=== EXERCISE DIRECTIONS ===
Return, word for word, the part of the grain-transport excerpt below from "number of transports = N" up to and including "C, float F)".
>> Begin DOCUMENT EXTRACT
Here's what I have so far:

number of transports = N / C

fuel amount for distance D = D * F

X = N - ((number of transports) * 2 * (fuel amount for distance D))

Answer 1

Assuming that N, D, C and F are inputs, -

float computeMaxGrains(float N, float D, float C, float F)
{
    //Case when the cart can carry all grains at once
    if(N <= C)
    {
        float remainingGrains = N - D*F;
        if(remainingGrains >= 0)
        {
            return remainingGrains;
        }
        else
        {
            //out of fuel
            return 0;
        }
    }

    // Grains consumed per Km = (Total Number of Trips) * F
    // Total Number of Trips = 2*(N/C) + 1
    float grainsConsumedPerKm = (float) (2*(Math.floor(N/C)) + 1);

    // Remaining grains after Camels fuel = C*(N/C - 1)
    float remainingGrains = (float) (C*(Math.floor(N/C)));

    // Distance that the Camel is able to travel before the camel is 
    // 1 less round trip = 
    // (N - Remaining Grains) / grainsConsumedPerKm
    // From equation N - (grainsConsumedPerKm * distanceTravelled) = 
    // Remaining Grains
    float distanceTravelled = (N - remainingGrains) / grainsConsumedPerKm;

    if(distanceTravelled >= D)
>> End DOCUMENT EXTRACT
>> Begin MATERIAL PROVIDED
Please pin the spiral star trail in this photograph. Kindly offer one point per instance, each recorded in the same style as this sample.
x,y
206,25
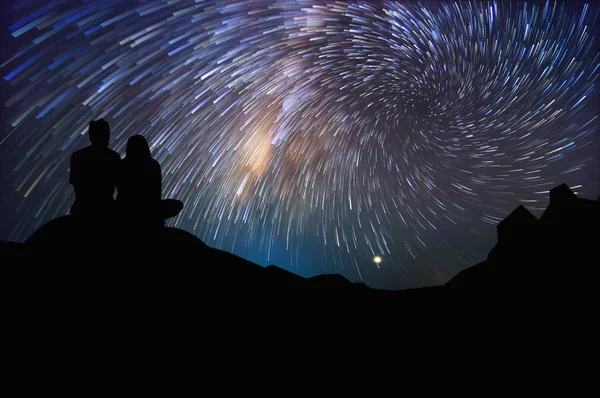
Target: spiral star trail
x,y
315,135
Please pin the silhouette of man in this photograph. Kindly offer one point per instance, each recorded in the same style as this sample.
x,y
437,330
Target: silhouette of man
x,y
94,172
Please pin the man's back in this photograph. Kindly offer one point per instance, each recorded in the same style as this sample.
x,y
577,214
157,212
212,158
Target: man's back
x,y
94,172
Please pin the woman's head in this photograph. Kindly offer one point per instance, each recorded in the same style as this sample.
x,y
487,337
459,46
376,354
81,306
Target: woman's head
x,y
137,148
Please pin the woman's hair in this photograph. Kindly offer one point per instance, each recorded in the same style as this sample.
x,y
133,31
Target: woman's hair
x,y
137,148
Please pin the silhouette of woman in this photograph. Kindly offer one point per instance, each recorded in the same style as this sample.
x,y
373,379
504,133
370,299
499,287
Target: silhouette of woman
x,y
140,187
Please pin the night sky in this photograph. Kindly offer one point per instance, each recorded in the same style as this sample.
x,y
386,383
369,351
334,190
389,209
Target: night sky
x,y
312,135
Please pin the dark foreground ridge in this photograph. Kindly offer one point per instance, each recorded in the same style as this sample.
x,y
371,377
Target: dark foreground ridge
x,y
555,250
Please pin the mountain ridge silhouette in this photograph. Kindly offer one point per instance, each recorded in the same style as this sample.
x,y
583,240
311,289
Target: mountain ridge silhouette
x,y
530,253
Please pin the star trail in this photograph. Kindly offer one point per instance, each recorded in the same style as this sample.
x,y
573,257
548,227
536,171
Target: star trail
x,y
315,135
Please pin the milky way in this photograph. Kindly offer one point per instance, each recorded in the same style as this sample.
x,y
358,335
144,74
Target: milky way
x,y
313,135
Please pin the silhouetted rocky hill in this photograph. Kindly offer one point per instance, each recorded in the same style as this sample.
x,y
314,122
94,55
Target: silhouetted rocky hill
x,y
557,251
531,253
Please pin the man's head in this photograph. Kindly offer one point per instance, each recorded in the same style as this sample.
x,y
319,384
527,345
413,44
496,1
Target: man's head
x,y
99,133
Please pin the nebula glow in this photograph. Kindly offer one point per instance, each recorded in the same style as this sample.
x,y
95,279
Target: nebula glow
x,y
314,135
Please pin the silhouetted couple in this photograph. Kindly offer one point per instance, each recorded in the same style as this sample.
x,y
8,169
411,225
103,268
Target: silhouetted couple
>> End MATERIAL PROVIDED
=== EXERCISE SOLUTION ===
number of transports = N / C

fuel amount for distance D = D * F

X = N - ((number of transports) * 2 * (fuel amount for distance D))

Answer 1

Assuming that N, D, C and F are inputs, -

float computeMaxGrains(float N, float D, float C, float F)